Prompt:
Leave out the images and repeat the listing below without a single change.

====== Data provided ======

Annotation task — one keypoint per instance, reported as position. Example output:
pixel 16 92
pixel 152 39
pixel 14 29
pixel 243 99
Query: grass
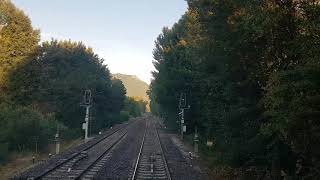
pixel 21 161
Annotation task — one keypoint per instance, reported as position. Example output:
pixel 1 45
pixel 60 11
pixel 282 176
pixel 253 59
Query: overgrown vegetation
pixel 42 86
pixel 251 73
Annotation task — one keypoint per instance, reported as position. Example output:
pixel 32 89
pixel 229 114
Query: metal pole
pixel 87 123
pixel 182 122
pixel 196 148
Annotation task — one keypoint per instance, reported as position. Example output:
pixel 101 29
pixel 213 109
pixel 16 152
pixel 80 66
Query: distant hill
pixel 135 86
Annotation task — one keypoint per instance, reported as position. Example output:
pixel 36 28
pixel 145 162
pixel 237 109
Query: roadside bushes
pixel 22 128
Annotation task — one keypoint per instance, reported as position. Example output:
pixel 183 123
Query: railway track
pixel 151 162
pixel 85 158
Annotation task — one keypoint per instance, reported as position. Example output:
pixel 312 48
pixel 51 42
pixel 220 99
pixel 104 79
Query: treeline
pixel 42 86
pixel 251 72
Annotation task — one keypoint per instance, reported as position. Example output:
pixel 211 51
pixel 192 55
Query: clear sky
pixel 120 31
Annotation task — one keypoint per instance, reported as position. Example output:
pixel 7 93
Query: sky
pixel 120 31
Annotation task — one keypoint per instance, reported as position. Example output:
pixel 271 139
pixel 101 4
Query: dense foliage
pixel 251 73
pixel 42 87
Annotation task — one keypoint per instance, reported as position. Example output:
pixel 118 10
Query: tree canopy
pixel 250 70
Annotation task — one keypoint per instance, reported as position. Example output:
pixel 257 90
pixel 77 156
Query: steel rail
pixel 76 154
pixel 140 152
pixel 101 156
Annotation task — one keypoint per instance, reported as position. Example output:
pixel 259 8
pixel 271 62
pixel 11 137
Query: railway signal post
pixel 182 107
pixel 87 104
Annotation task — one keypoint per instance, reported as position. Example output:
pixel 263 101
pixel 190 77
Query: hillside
pixel 134 86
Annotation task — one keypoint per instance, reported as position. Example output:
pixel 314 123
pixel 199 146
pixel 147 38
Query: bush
pixel 124 116
pixel 21 128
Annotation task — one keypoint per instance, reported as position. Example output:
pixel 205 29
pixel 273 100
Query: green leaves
pixel 251 69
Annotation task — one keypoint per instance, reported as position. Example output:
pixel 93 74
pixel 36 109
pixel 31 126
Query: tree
pixel 18 40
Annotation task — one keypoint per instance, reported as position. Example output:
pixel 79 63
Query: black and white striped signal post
pixel 87 104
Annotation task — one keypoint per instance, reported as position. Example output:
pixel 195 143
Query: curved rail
pixel 74 155
pixel 136 172
pixel 101 156
pixel 163 156
pixel 140 151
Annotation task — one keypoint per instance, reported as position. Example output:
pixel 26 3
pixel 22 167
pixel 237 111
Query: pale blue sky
pixel 120 31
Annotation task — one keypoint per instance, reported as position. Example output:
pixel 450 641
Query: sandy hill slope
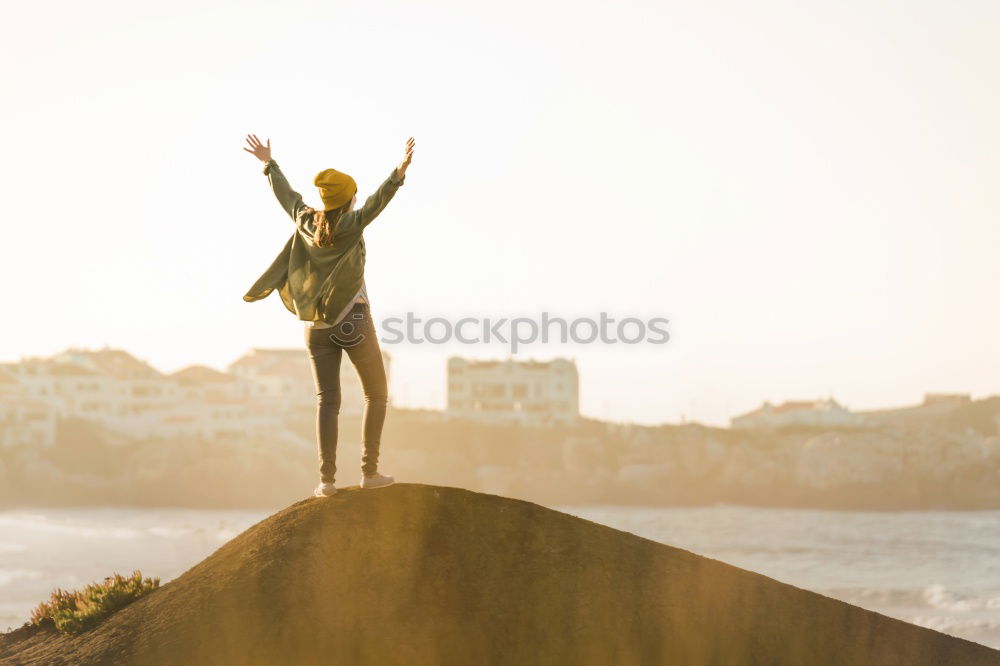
pixel 419 574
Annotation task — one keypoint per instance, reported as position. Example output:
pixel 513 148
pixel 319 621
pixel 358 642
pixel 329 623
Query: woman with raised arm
pixel 319 275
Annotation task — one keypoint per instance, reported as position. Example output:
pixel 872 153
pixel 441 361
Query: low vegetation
pixel 79 610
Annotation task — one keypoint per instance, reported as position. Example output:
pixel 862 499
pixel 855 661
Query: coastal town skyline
pixel 252 393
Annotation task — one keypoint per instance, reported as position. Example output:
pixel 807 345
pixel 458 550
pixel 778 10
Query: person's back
pixel 319 275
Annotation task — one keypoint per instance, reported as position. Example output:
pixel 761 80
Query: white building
pixel 527 392
pixel 284 378
pixel 803 413
pixel 24 420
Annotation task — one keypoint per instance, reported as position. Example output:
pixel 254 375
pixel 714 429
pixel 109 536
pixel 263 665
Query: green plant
pixel 77 611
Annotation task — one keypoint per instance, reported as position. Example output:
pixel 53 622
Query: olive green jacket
pixel 319 283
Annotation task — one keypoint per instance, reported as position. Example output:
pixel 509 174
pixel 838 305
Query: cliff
pixel 422 574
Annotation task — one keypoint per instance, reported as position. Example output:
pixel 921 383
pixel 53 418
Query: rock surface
pixel 419 574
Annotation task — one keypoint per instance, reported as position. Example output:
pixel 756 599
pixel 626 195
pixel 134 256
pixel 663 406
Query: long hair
pixel 325 222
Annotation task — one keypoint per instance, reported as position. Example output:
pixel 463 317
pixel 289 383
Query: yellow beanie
pixel 335 188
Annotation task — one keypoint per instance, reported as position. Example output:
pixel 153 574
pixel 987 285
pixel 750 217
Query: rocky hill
pixel 419 574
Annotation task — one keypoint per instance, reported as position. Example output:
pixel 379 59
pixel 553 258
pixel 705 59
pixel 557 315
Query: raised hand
pixel 407 158
pixel 260 151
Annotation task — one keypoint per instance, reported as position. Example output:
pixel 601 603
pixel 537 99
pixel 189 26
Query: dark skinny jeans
pixel 355 334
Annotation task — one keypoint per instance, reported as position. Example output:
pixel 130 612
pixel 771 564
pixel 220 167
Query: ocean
pixel 938 569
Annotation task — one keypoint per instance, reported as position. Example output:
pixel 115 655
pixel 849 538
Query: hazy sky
pixel 807 190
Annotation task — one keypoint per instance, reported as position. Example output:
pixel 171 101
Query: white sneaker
pixel 376 480
pixel 325 490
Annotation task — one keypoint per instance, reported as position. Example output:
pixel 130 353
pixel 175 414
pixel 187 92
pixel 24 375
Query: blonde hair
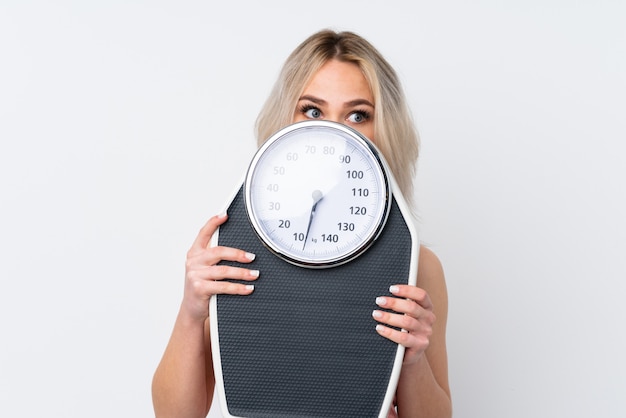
pixel 395 133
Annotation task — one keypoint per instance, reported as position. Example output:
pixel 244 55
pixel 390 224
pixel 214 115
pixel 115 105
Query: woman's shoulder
pixel 430 275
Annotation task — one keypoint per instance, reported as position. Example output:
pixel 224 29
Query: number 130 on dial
pixel 317 193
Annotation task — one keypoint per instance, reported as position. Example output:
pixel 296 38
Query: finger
pixel 223 272
pixel 413 293
pixel 406 339
pixel 211 287
pixel 214 255
pixel 206 232
pixel 407 307
pixel 405 322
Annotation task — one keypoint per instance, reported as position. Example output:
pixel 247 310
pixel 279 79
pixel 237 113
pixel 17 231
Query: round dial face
pixel 317 193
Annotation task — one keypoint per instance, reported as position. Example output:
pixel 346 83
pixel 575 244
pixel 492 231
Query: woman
pixel 338 77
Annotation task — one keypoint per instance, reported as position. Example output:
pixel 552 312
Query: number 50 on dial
pixel 317 193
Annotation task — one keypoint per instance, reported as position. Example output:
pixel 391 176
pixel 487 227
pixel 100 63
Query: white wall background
pixel 125 125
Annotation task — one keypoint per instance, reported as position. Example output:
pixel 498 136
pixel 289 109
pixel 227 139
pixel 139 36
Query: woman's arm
pixel 183 383
pixel 423 389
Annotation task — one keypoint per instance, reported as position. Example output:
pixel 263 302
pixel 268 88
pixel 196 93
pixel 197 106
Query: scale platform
pixel 304 343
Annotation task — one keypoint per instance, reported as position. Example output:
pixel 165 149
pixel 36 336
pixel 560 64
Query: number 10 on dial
pixel 317 193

======

Result of this exercise:
Annotation task — one keypoint per instance, reported as position. Example output:
pixel 16 92
pixel 152 39
pixel 14 29
pixel 243 99
Query: grass
pixel 21 161
Annotation task — one keypoint per instance, reported as position. Example output:
pixel 1 45
pixel 60 11
pixel 282 176
pixel 253 59
Query: overgrown vegetation
pixel 42 86
pixel 251 73
Annotation task — one keypoint per instance, reported as position. Example output:
pixel 32 89
pixel 229 114
Query: metal pole
pixel 87 123
pixel 182 122
pixel 196 148
Annotation task — one keypoint per instance, reported as position. Example output:
pixel 101 29
pixel 213 109
pixel 16 152
pixel 80 66
Query: distant hill
pixel 135 86
Annotation task — one keypoint per instance, reported as position. Example output:
pixel 36 28
pixel 145 162
pixel 237 109
Query: roadside bushes
pixel 22 128
Annotation task — one keypoint per instance, reported as position. Example output:
pixel 183 123
Query: railway track
pixel 151 162
pixel 85 158
Annotation task — one keypoint per instance, reported as position. Example output:
pixel 312 48
pixel 51 42
pixel 220 99
pixel 104 79
Query: treeline
pixel 42 86
pixel 251 72
Annotation task — one keypoint per instance, reported as position. Example output:
pixel 211 51
pixel 192 55
Query: clear sky
pixel 120 31
Annotation task — one keypoint per instance, reported as position. Example output:
pixel 7 93
Query: sky
pixel 120 31
Annotation task — one keypoint per instance, reported as position. Example output:
pixel 271 139
pixel 101 4
Query: dense foliage
pixel 251 73
pixel 42 87
Annotation task — one keypoint per instance, reported as position. Example output:
pixel 118 10
Query: tree canopy
pixel 250 70
Annotation task — one keypoint per instance, reported as position. Example output:
pixel 257 90
pixel 77 156
Query: steel rail
pixel 76 154
pixel 140 152
pixel 101 156
Annotation task — one keypoint per instance, reported as position. Example output:
pixel 259 8
pixel 271 62
pixel 11 137
Query: railway signal post
pixel 182 107
pixel 87 104
Annotation task — one keypoint per instance, reported as position. Example output:
pixel 263 101
pixel 190 77
Query: hillside
pixel 134 86
Annotation task — one keypoint per instance, reported as position. Example output:
pixel 314 123
pixel 199 146
pixel 147 38
Query: bush
pixel 124 116
pixel 21 128
Annotation task — one keypoint per instance, reported as position. Example output:
pixel 205 29
pixel 273 100
Query: green leaves
pixel 251 69
Annotation task — one keypoint per instance, reported as position. Example output:
pixel 93 74
pixel 36 109
pixel 31 126
Query: tree
pixel 18 40
Annotation task — one keypoint per instance, reported as position. Example output:
pixel 79 63
Query: black and white striped signal post
pixel 87 104
Annotation task — one keypoint per instance, reported as position. Example output:
pixel 195 143
Query: curved rail
pixel 74 155
pixel 136 172
pixel 101 156
pixel 163 156
pixel 140 151
Annotation task — one keypoint per instance, reported as position. Example output:
pixel 26 3
pixel 22 167
pixel 237 111
Query: pale blue sky
pixel 120 31
Annotation task — one keypoint per instance, reported as position. Example output:
pixel 450 641
Query: sandy hill slope
pixel 419 574
Annotation task — one keypoint per instance, reported as position. Example output:
pixel 513 148
pixel 319 621
pixel 358 642
pixel 329 623
Query: woman with raised arm
pixel 319 275
Annotation task — one keypoint per instance, reported as position. Example output:
pixel 872 153
pixel 441 361
Query: low vegetation
pixel 79 610
Annotation task — one keypoint per instance, reported as position. Example output:
pixel 862 499
pixel 855 661
Query: coastal town skyline
pixel 252 393
Annotation task — one keypoint per instance, reported as position. Example output:
pixel 807 345
pixel 458 550
pixel 778 10
Query: person's back
pixel 319 275
Annotation task — one keypoint per instance, reported as position. Example output:
pixel 761 80
Query: white building
pixel 527 392
pixel 284 378
pixel 803 413
pixel 24 420
Annotation task — one keypoint per instance, reported as position. Example output:
pixel 254 375
pixel 714 429
pixel 109 536
pixel 263 665
Query: green plant
pixel 77 611
Annotation task — one keypoint per instance, reported as position. Example output:
pixel 53 622
Query: olive green jacket
pixel 319 283
Annotation task — one keypoint per instance, reported as position. Example output:
pixel 509 174
pixel 838 305
Query: cliff
pixel 422 574
Annotation task — one keypoint per instance, reported as position. Example output:
pixel 921 383
pixel 53 418
Query: rock surface
pixel 419 574
Annotation task — one keypoint per instance, reported as position. Example output:
pixel 756 599
pixel 626 195
pixel 134 256
pixel 663 406
Query: long hair
pixel 325 222
Annotation task — one keypoint per instance, reported as position. Example output:
pixel 463 317
pixel 289 383
Query: yellow beanie
pixel 335 188
Annotation task — one keypoint per instance, reported as position. Example output:
pixel 153 574
pixel 987 285
pixel 750 217
Query: rocky hill
pixel 419 574
Annotation task — one keypoint per instance, reported as position. Example output:
pixel 379 59
pixel 553 258
pixel 705 59
pixel 557 315
Query: raised hand
pixel 407 158
pixel 260 151
Annotation task — one keypoint per instance, reported as position. Example output:
pixel 601 603
pixel 537 99
pixel 189 26
Query: dark skinny jeans
pixel 355 334
Annotation task — one keypoint per instance, reported as position. Example output:
pixel 130 612
pixel 771 564
pixel 220 167
Query: ocean
pixel 938 569
Annotation task — one keypoint per instance, reported as position. Example output:
pixel 115 655
pixel 849 538
Query: hazy sky
pixel 807 190
Annotation task — one keypoint per instance, reported as position. Example output:
pixel 171 101
Query: white sneaker
pixel 376 480
pixel 325 490
Annotation task — one keypoint per instance, reported as position. Example output:
pixel 130 353
pixel 175 414
pixel 187 92
pixel 24 375
Query: blonde hair
pixel 395 133
Annotation task — one keypoint per instance, reported as position. Example output:
pixel 244 55
pixel 390 224
pixel 214 115
pixel 115 105
Query: woman's shoulder
pixel 430 275
Annotation task — one keypoint per instance, reported as position. Example output:
pixel 224 29
Query: number 130 on dial
pixel 317 193
Annotation task — one keypoint per instance, reported as position. Example output:
pixel 296 38
Query: finger
pixel 223 272
pixel 413 293
pixel 406 339
pixel 211 287
pixel 214 255
pixel 206 232
pixel 407 307
pixel 405 322
Annotation task — one keypoint per instance, reported as position. Example output:
pixel 247 310
pixel 279 79
pixel 237 113
pixel 17 231
Query: round dial face
pixel 317 193
Annotation task — one keypoint per instance, reported as position. Example output:
pixel 346 83
pixel 575 244
pixel 492 231
Query: woman
pixel 338 77
Annotation task — one keypoint per instance, reported as position. Example output:
pixel 552 312
Query: number 50 on dial
pixel 317 193
Annotation task — one keypoint per instance, reported as position. Example output:
pixel 391 176
pixel 487 227
pixel 100 63
Query: white wall background
pixel 125 125
Annotation task — one keypoint per instance, reported as position. Example output:
pixel 498 136
pixel 289 109
pixel 227 139
pixel 139 36
Query: woman's arm
pixel 183 383
pixel 423 389
Annotation task — one keypoint per instance, reported as position. Example output:
pixel 263 302
pixel 268 88
pixel 196 93
pixel 197 106
Query: scale platform
pixel 304 343
Annotation task — one keypoint per instance, reported as position. Example output:
pixel 165 149
pixel 36 336
pixel 560 64
Query: number 10 on dial
pixel 317 193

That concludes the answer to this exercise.